* **Task brief**
Turn every line of the listing below into a Markdown table with two columns, "Row" and "Line". Number the rows in order and skip any blank lines.

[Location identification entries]

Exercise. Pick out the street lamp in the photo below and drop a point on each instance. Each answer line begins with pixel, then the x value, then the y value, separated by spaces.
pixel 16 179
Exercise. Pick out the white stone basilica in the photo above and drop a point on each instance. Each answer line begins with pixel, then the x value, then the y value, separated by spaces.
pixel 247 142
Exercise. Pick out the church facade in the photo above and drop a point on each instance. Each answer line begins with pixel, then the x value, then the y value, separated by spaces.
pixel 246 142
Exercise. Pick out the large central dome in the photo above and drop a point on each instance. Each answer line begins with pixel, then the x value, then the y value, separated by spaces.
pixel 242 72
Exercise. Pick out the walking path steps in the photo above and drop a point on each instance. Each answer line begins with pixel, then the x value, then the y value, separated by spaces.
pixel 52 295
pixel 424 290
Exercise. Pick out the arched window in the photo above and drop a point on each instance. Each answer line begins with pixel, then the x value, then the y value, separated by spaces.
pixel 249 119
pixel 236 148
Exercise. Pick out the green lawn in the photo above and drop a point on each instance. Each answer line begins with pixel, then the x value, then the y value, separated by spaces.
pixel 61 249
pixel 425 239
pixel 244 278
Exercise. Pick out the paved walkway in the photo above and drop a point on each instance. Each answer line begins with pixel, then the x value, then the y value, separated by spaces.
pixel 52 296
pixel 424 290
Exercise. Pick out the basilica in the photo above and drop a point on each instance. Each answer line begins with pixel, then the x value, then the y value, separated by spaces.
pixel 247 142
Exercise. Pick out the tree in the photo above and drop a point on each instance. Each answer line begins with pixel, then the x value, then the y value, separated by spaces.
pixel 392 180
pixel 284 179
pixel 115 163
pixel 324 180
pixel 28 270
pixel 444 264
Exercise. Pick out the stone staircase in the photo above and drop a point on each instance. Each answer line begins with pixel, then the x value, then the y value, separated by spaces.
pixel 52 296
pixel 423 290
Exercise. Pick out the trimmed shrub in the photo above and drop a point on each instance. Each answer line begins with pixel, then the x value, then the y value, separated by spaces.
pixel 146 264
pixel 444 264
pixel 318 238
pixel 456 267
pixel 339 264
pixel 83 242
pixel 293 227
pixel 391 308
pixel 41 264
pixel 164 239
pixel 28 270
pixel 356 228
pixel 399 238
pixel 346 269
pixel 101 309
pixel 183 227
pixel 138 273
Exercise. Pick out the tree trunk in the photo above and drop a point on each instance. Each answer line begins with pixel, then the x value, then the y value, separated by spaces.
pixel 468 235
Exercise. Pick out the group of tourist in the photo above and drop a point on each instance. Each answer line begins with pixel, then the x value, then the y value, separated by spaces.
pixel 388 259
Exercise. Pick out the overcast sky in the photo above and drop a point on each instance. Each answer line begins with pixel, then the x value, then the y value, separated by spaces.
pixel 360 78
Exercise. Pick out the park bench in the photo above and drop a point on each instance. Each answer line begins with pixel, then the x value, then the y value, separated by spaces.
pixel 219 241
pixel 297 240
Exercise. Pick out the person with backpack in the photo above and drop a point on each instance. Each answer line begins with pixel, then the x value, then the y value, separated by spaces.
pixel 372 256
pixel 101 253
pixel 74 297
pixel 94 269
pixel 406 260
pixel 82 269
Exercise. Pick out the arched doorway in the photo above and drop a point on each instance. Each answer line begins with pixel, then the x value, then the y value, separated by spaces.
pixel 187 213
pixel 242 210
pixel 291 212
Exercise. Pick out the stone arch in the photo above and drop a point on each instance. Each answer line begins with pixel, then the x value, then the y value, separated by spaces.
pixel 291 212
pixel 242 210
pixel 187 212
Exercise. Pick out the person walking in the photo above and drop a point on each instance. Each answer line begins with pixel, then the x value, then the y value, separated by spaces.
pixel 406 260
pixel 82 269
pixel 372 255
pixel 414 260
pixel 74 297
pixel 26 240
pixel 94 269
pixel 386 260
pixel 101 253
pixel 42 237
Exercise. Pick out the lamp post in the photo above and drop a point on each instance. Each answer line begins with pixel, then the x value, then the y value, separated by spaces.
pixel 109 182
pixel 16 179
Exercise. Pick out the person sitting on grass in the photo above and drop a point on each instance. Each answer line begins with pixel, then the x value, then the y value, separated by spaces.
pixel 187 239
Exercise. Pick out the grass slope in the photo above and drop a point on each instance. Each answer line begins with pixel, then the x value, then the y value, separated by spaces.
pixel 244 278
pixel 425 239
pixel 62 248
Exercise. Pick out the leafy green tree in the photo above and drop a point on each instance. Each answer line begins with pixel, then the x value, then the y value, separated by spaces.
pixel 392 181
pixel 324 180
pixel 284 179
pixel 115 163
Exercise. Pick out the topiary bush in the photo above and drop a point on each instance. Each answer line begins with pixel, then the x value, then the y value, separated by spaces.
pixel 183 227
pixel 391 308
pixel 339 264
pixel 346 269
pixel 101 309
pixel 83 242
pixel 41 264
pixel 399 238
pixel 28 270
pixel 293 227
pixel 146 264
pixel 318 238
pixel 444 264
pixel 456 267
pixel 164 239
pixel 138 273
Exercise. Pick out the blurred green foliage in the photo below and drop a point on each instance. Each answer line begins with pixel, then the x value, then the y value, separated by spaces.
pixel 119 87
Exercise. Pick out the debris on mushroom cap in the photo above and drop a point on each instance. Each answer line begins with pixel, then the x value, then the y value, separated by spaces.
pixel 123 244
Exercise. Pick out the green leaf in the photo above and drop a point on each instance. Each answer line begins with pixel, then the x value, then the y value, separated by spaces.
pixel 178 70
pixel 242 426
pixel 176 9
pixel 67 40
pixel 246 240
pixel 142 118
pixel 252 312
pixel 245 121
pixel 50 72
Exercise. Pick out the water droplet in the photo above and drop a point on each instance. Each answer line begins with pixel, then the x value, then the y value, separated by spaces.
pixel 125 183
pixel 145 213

* **Answer**
| Row | Line |
|---|---|
| 1 | Exercise. Pick out the street lamp in the photo below and drop a point on each instance. Each answer line begins with pixel, then the x value, then the y value, separated by spaces. |
| 2 | pixel 16 179 |
| 3 | Exercise. Pick out the white stone basilica in the photo above and drop a point on each instance. Each answer line begins with pixel, then the x value, then the y value, separated by spaces. |
| 4 | pixel 247 142 |
| 5 | Exercise. Pick out the church facade in the photo above and drop a point on each instance. Each answer line begins with pixel, then the x value, then the y value, separated by spaces. |
| 6 | pixel 246 142 |
| 7 | Exercise. Pick out the large central dome in the photo above and drop a point on each instance. Each answer line begins with pixel, then the x value, then the y value, separated by spaces. |
| 8 | pixel 242 72 |
| 9 | Exercise. Pick out the walking path steps in the photo above and drop a point on each instance. Each answer line begins with pixel, then the x value, then the y value, separated by spaces. |
| 10 | pixel 52 295 |
| 11 | pixel 424 290 |
| 12 | Exercise. Pick out the arched window in the photo above and drop a point on each instance. Each answer line begins with pixel, then the x value, then the y value, separated by spaces. |
| 13 | pixel 249 119 |
| 14 | pixel 236 148 |
| 15 | Exercise. Pick out the green lawn in the photo above and drop a point on each instance. Each answer line begins with pixel, then the x value, then the y value, separated by spaces. |
| 16 | pixel 61 249 |
| 17 | pixel 425 239 |
| 18 | pixel 244 278 |
| 19 | Exercise. Pick out the paved walkway in the photo above and drop a point on each instance. Each answer line begins with pixel, then the x value, then the y value, separated by spaces. |
| 20 | pixel 52 296 |
| 21 | pixel 424 290 |
| 22 | Exercise. Pick out the basilica in the photo above and drop a point on each instance. Each answer line begins with pixel, then the x value, then the y value, separated by spaces. |
| 23 | pixel 247 142 |
| 24 | Exercise. Pick out the tree in the photo above and drop a point on each instance. Each answer line begins with pixel, then the x value, then the y value, separated by spaces. |
| 25 | pixel 392 180 |
| 26 | pixel 284 179 |
| 27 | pixel 115 163 |
| 28 | pixel 324 180 |
| 29 | pixel 28 270 |
| 30 | pixel 444 264 |
| 31 | Exercise. Pick out the stone staircase in the photo above and drop a point on each instance. Each answer line begins with pixel, then the x value, then the y value, separated by spaces. |
| 32 | pixel 52 296 |
| 33 | pixel 423 290 |
| 34 | Exercise. Pick out the trimmed shrub in the photo above and drop a point on each instance. Each answer line begins with pixel, then the x value, then the y value, separated by spaces. |
| 35 | pixel 146 264 |
| 36 | pixel 444 264 |
| 37 | pixel 318 238 |
| 38 | pixel 456 267 |
| 39 | pixel 339 264 |
| 40 | pixel 83 242 |
| 41 | pixel 293 227 |
| 42 | pixel 391 308 |
| 43 | pixel 41 264 |
| 44 | pixel 164 239 |
| 45 | pixel 28 270 |
| 46 | pixel 356 228 |
| 47 | pixel 399 238 |
| 48 | pixel 346 269 |
| 49 | pixel 101 309 |
| 50 | pixel 183 227 |
| 51 | pixel 138 273 |
| 52 | Exercise. Pick out the tree trunk in the photo above and drop a point on each instance. Each answer line begins with pixel, then the x value, then the y value, separated by spaces. |
| 53 | pixel 468 235 |
| 54 | Exercise. Pick out the group of tourist in the photo above and drop a point on each instance. Each answer line begins with pixel, then the x value, then the y value, separated by spaces. |
| 55 | pixel 388 259 |
| 56 | Exercise. Pick out the overcast sky in the photo above and drop a point on each instance. Each answer line begins with pixel, then the x value, then the y value, separated by spaces. |
| 57 | pixel 360 78 |
| 58 | Exercise. Pick out the park bench in the photo above and drop a point on each instance. Each answer line begins with pixel, then the x value, then the y value, separated by spaces. |
| 59 | pixel 219 241 |
| 60 | pixel 297 240 |
| 61 | Exercise. Pick out the person with backpack in the photo above and drop a point on each instance. Each answer line begins with pixel, then the x value, then the y value, separated by spaces. |
| 62 | pixel 372 256 |
| 63 | pixel 101 253 |
| 64 | pixel 74 297 |
| 65 | pixel 94 269 |
| 66 | pixel 406 260 |
| 67 | pixel 82 269 |
| 68 | Exercise. Pick out the arched doorway in the photo above and drop a point on each instance. Each answer line begins with pixel, then the x value, then the y value, separated by spaces. |
| 69 | pixel 187 213 |
| 70 | pixel 242 210 |
| 71 | pixel 291 212 |
| 72 | Exercise. Pick out the stone arch in the photo above and drop a point on each instance. Each answer line begins with pixel, then the x value, then the y value, separated by spaces. |
| 73 | pixel 291 212 |
| 74 | pixel 242 210 |
| 75 | pixel 187 212 |
| 76 | Exercise. Pick out the person walking in the photo above and drop a point on each instance. Each answer line begins with pixel, then the x value, then the y value, separated by spaces. |
| 77 | pixel 406 260 |
| 78 | pixel 82 269 |
| 79 | pixel 372 255 |
| 80 | pixel 414 260 |
| 81 | pixel 74 297 |
| 82 | pixel 26 240 |
| 83 | pixel 94 269 |
| 84 | pixel 386 260 |
| 85 | pixel 101 253 |
| 86 | pixel 42 237 |
| 87 | Exercise. Pick out the lamp post in the photo above and drop a point on each instance. Each answer line begins with pixel, then the x value, then the y value, separated by spaces. |
| 88 | pixel 109 182 |
| 89 | pixel 16 179 |
| 90 | Exercise. Pick out the person sitting on grass in the photo above and drop a point on each instance. Each answer line begins with pixel, then the x value, then the y value, separated by spaces. |
| 91 | pixel 187 239 |
| 92 | Exercise. Pick out the grass slope in the photo above and drop a point on each instance. Each answer line begins with pixel, then the x value, then the y value, separated by spaces. |
| 93 | pixel 244 278 |
| 94 | pixel 425 239 |
| 95 | pixel 62 248 |
| 96 | Exercise. Pick out the leafy green tree in the photo above and drop a point on each instance. Each answer line begins with pixel, then the x value, then the y value, separated by spaces. |
| 97 | pixel 392 181 |
| 98 | pixel 324 180 |
| 99 | pixel 284 179 |
| 100 | pixel 115 163 |
| 101 | Exercise. Pick out the topiary bush in the photo above and drop a point on each instance. Each answer line begins with pixel, then the x value, then the y value, separated by spaces. |
| 102 | pixel 183 227 |
| 103 | pixel 391 308 |
| 104 | pixel 339 264 |
| 105 | pixel 346 269 |
| 106 | pixel 101 309 |
| 107 | pixel 83 242 |
| 108 | pixel 41 264 |
| 109 | pixel 399 238 |
| 110 | pixel 28 270 |
| 111 | pixel 293 227 |
| 112 | pixel 146 264 |
| 113 | pixel 318 238 |
| 114 | pixel 444 264 |
| 115 | pixel 456 267 |
| 116 | pixel 164 239 |
| 117 | pixel 138 273 |
| 118 | Exercise. Pick out the blurred green foliage in the photo below and drop a point on each instance. Each answer line begins with pixel, then the x value, then the y value, separated by spaces. |
| 119 | pixel 119 87 |
| 120 | Exercise. Pick out the debris on mushroom cap in the photo above and drop a point on each instance. Each answer line begins with pixel, then the x value, then the y value, separated by spaces. |
| 121 | pixel 123 244 |
| 122 | Exercise. Pick out the green leaf in the photo above and drop a point on each instance. Each answer line begins with pixel, then the x value, then the y value, separated by spaces. |
| 123 | pixel 178 70 |
| 124 | pixel 242 426 |
| 125 | pixel 176 9 |
| 126 | pixel 67 40 |
| 127 | pixel 246 240 |
| 128 | pixel 142 118 |
| 129 | pixel 252 312 |
| 130 | pixel 245 121 |
| 131 | pixel 50 72 |
| 132 | Exercise. Pick out the water droplet in the photo above and drop a point on each instance. Each answer line begins with pixel, then the x value, then the y value, separated by spaces. |
| 133 | pixel 125 183 |
| 134 | pixel 145 213 |